- REQUIRED WORK: I need every line that includes the word "duct" copied from the material.

- PROVIDED ENTRIES:
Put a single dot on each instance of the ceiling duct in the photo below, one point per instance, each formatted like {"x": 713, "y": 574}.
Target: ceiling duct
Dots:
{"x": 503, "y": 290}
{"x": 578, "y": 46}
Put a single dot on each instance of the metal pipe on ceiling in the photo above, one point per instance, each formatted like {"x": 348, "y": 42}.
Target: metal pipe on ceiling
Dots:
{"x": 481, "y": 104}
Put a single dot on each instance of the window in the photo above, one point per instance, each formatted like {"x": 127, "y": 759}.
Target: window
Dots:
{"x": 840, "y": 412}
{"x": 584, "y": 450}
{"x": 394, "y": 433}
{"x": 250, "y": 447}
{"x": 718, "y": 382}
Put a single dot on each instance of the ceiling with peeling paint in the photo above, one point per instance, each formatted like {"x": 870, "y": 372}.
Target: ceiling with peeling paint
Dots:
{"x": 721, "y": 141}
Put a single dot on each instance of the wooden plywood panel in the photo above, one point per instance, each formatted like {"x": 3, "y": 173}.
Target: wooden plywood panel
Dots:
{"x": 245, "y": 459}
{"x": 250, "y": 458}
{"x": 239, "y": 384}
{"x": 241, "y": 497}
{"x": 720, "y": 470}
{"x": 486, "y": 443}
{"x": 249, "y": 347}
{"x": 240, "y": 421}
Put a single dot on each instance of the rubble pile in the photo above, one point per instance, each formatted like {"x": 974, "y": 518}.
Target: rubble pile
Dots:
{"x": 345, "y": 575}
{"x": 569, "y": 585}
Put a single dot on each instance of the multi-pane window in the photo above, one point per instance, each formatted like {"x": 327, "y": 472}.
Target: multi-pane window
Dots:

- OUTPUT OF THE TASK:
Put a single dot on each instance of the ceiling duct in the photo below, one point per instance, each formatted like {"x": 713, "y": 574}.
Target: ceiling duct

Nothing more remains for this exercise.